Present the stretch from the row containing "Task: indicate one point on every instance of the black" through the last row as a Markdown table with the columns Number and Entry. Give each line its own number, and leave out blank lines.

──────────

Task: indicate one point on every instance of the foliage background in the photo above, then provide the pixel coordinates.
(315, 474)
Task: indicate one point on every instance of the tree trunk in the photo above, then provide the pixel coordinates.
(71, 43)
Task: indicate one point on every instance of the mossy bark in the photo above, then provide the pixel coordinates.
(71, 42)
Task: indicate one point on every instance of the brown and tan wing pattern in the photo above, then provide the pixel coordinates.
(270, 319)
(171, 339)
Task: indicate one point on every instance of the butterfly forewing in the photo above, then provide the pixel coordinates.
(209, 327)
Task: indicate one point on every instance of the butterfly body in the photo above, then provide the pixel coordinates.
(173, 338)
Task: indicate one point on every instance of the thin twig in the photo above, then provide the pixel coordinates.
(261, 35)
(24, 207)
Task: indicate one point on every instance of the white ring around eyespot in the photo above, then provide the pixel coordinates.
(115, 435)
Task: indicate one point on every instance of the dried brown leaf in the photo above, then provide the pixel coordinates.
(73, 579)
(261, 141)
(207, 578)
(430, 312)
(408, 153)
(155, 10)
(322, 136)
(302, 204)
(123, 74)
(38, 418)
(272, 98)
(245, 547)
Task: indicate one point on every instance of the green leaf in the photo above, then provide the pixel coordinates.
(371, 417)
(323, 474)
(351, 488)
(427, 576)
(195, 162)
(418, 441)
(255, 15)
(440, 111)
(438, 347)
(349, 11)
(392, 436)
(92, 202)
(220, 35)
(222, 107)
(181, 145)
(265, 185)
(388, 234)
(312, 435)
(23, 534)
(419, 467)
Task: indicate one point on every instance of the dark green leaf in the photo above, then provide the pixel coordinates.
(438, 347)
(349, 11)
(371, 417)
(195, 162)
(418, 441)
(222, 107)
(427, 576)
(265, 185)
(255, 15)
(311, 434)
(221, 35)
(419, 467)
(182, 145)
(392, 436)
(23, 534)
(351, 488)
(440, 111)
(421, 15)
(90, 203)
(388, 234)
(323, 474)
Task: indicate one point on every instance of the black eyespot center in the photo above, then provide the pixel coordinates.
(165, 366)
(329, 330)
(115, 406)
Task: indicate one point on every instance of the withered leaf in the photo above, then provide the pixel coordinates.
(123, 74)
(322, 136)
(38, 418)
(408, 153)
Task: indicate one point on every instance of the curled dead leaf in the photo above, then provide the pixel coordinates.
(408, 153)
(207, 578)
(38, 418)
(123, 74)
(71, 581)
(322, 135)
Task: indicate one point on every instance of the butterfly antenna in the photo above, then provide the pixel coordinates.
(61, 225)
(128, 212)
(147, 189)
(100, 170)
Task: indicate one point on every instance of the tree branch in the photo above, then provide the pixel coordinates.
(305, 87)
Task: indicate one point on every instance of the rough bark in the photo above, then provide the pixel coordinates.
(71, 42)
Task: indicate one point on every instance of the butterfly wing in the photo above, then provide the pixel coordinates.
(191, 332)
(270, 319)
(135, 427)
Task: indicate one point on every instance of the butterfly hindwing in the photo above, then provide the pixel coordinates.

──────────

=== Finished answer ===
| Number | Entry |
|---|---|
| 1 | Task: indicate one point on every instance of the black eyespot center in the photo above, then provide the pixel coordinates. |
| 2 | (165, 366) |
| 3 | (329, 330) |
| 4 | (115, 406) |
| 5 | Task: indicate one point on every instance of the withered leaf in the photo above, then provide the pixel coordinates. |
| 6 | (123, 74) |
| 7 | (322, 136) |
| 8 | (38, 418) |
| 9 | (408, 153) |
| 10 | Task: indicate one point on every instance of the curled dead leaf in the photo above, then provide the pixel coordinates. |
| 11 | (408, 153) |
| 12 | (207, 578) |
| 13 | (38, 418) |
| 14 | (123, 74) |
| 15 | (71, 581) |
| 16 | (322, 135) |
| 17 | Task: indicate one point on every instance of the butterfly antenna in the photo above, then provide the pixel coordinates. |
| 18 | (61, 225) |
| 19 | (128, 212) |
| 20 | (147, 189) |
| 21 | (100, 170) |
| 22 | Task: indicate one point on every instance of the tree branch in the photo above, then provide the pixel coordinates. |
| 23 | (305, 87) |
| 24 | Task: indicate one point on every instance of the rough bark in the photo above, then provide the pixel coordinates. |
| 25 | (71, 42) |
| 26 | Task: indicate one point on every instance of the butterfly wing in the photo above, then provide the pixel coordinates. |
| 27 | (191, 332) |
| 28 | (270, 319) |
| 29 | (135, 427) |
| 30 | Task: indicate one point on every instance of the butterfly hindwing in the photo above, then provide the pixel coordinates. |